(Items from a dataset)
◆ ◆ ◆ ◆
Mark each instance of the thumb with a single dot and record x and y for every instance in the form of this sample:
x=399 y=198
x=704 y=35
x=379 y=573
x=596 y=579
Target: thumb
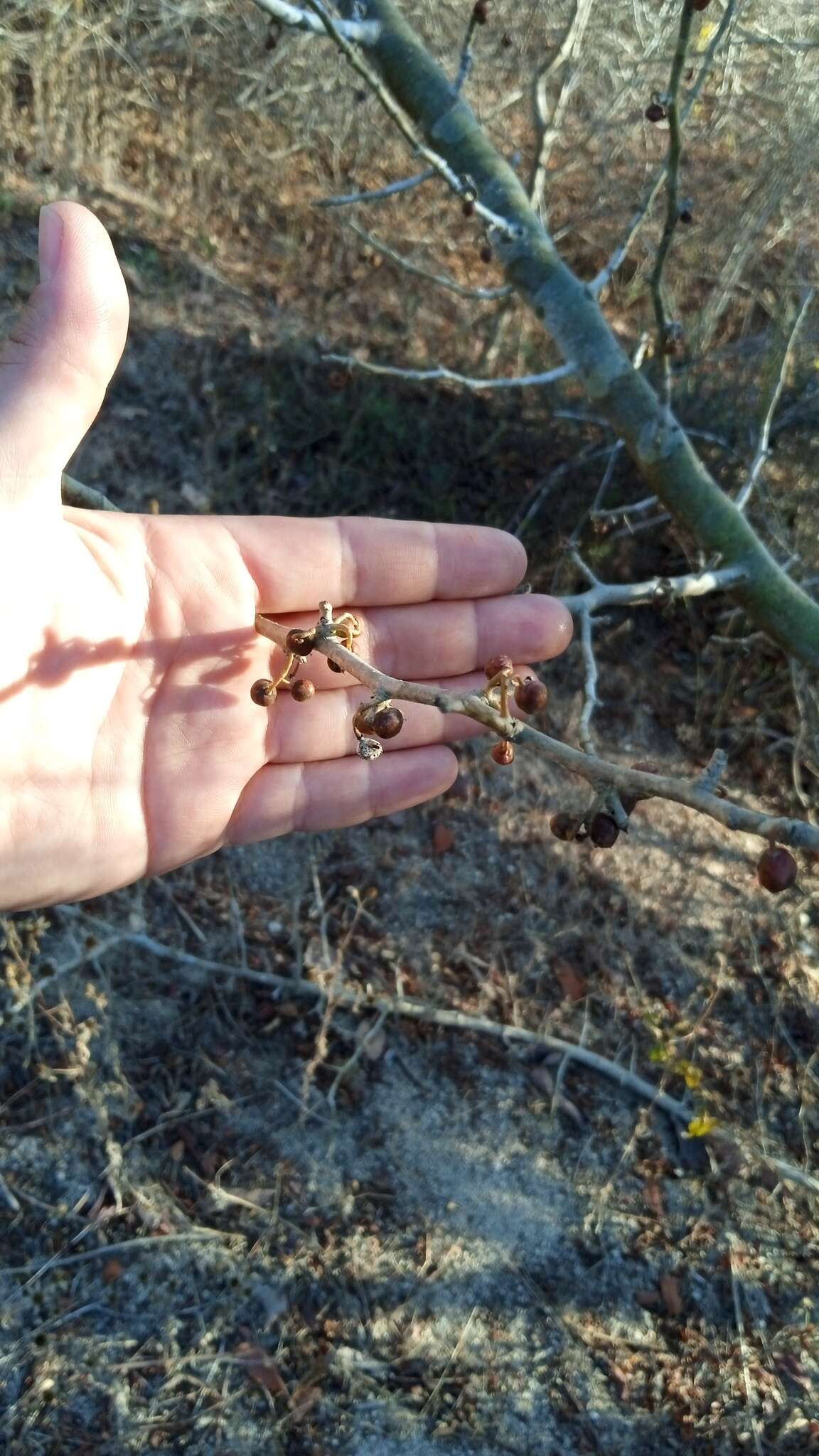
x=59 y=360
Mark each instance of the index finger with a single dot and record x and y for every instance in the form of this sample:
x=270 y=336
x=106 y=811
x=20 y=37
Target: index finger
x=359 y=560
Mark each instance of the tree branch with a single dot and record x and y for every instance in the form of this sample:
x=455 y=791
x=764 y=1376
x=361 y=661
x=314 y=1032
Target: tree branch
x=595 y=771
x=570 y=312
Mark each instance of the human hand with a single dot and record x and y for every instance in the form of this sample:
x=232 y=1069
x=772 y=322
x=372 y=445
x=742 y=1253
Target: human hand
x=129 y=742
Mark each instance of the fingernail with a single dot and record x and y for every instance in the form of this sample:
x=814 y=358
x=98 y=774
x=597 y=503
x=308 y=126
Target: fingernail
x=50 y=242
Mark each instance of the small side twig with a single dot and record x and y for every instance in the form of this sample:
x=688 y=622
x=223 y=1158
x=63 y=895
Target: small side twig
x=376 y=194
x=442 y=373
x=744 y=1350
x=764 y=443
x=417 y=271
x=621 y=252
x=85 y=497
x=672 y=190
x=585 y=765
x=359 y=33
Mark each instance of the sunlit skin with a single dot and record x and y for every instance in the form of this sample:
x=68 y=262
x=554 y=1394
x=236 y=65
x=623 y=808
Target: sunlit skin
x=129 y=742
◆ ◆ ◆ ◆
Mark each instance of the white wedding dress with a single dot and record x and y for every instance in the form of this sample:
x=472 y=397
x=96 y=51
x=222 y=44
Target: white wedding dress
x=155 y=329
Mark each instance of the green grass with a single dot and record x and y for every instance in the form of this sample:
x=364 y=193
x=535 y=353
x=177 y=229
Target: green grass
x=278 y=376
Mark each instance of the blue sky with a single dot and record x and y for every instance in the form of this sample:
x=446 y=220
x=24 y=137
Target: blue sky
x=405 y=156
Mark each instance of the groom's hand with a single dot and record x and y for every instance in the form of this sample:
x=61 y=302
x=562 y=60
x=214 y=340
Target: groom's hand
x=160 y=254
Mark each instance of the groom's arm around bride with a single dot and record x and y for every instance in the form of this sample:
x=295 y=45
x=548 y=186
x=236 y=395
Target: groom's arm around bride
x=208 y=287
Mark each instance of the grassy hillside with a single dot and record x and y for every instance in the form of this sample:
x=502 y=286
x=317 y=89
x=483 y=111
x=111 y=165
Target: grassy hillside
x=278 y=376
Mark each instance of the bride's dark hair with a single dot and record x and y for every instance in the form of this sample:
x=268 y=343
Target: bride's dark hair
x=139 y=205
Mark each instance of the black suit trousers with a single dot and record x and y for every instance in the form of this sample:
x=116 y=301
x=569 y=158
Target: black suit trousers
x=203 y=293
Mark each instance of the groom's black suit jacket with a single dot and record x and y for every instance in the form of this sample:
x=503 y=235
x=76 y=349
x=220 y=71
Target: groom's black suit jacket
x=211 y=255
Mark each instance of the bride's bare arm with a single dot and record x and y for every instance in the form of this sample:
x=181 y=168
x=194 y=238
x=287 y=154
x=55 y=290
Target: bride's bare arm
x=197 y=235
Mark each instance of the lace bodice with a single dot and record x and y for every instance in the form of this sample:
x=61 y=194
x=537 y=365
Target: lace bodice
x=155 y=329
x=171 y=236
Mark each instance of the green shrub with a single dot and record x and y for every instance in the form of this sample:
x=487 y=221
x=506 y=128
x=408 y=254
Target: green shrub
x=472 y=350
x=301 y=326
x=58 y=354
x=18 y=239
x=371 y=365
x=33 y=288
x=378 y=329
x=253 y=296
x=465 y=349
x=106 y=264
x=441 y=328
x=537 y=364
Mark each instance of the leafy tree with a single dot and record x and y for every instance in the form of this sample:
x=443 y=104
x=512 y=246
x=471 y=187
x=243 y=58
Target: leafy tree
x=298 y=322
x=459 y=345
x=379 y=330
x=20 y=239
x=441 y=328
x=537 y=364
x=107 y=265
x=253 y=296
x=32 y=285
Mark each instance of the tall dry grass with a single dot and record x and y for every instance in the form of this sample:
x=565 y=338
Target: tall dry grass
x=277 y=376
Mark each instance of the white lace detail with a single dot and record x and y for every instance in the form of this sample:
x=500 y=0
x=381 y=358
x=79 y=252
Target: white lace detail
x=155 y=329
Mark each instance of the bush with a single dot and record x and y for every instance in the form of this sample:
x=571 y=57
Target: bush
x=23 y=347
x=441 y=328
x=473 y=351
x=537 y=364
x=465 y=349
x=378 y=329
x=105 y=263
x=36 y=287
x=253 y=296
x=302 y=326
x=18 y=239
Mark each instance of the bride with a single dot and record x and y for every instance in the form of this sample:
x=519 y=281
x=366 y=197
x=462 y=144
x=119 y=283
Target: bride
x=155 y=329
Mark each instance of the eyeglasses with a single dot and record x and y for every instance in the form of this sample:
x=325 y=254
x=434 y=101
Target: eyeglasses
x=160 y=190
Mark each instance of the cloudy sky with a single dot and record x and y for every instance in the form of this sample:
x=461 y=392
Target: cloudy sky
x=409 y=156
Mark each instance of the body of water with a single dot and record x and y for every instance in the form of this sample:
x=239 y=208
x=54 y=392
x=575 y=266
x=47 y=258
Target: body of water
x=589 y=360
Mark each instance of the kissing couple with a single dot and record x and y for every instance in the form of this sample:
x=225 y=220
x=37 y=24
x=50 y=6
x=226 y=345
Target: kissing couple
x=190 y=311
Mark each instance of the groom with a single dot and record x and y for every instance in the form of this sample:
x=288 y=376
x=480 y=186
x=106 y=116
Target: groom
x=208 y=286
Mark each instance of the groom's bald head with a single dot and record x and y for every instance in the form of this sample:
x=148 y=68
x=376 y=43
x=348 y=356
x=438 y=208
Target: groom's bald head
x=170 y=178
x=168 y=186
◆ ◆ ◆ ◆
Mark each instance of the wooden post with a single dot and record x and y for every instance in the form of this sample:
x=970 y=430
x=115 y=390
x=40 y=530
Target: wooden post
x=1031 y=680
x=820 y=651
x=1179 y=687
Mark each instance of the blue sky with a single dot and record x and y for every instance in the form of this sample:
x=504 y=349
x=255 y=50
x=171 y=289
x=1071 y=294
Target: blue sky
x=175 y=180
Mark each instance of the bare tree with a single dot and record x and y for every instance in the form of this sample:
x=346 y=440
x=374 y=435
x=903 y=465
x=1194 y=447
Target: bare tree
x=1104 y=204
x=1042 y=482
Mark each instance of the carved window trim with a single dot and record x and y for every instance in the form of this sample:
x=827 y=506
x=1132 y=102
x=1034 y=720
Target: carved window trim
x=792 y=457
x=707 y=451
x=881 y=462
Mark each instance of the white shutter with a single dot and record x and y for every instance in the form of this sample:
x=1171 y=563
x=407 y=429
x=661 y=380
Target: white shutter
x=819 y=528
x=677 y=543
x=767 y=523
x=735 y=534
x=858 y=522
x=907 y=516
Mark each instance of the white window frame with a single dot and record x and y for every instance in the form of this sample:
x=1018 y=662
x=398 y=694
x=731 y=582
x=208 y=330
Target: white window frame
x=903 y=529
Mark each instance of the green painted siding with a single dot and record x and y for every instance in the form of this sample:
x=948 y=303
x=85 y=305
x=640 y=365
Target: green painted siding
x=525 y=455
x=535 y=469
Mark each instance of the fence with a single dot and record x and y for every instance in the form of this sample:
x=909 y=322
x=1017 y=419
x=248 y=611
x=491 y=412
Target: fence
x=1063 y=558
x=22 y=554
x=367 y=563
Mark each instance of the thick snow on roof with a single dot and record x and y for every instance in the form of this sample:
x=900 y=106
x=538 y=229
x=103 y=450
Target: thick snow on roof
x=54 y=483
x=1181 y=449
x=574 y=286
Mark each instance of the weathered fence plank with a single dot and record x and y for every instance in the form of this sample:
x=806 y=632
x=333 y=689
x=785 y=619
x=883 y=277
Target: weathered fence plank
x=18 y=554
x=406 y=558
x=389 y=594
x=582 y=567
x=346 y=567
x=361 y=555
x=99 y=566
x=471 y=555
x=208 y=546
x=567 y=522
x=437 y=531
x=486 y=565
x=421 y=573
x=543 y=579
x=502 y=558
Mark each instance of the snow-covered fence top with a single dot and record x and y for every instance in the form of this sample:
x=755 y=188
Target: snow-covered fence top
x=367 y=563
◆ ◆ ◆ ◆
Copy out the stretch of the listing above from the line containing "Mark each instance of the index" through the line containing "x=570 y=312", both ends included, with each line reproduced without any change.

Mark each instance of the index finger with a single dot and record x and y for every instance in the form of this sample:
x=270 y=336
x=106 y=811
x=20 y=37
Target: index finger
x=359 y=560
Mark each instance of the tree branch with a single dot and record x and y for every instance in the form of this sample:
x=455 y=791
x=764 y=1376
x=361 y=661
x=314 y=1032
Target: tree branch
x=595 y=771
x=570 y=312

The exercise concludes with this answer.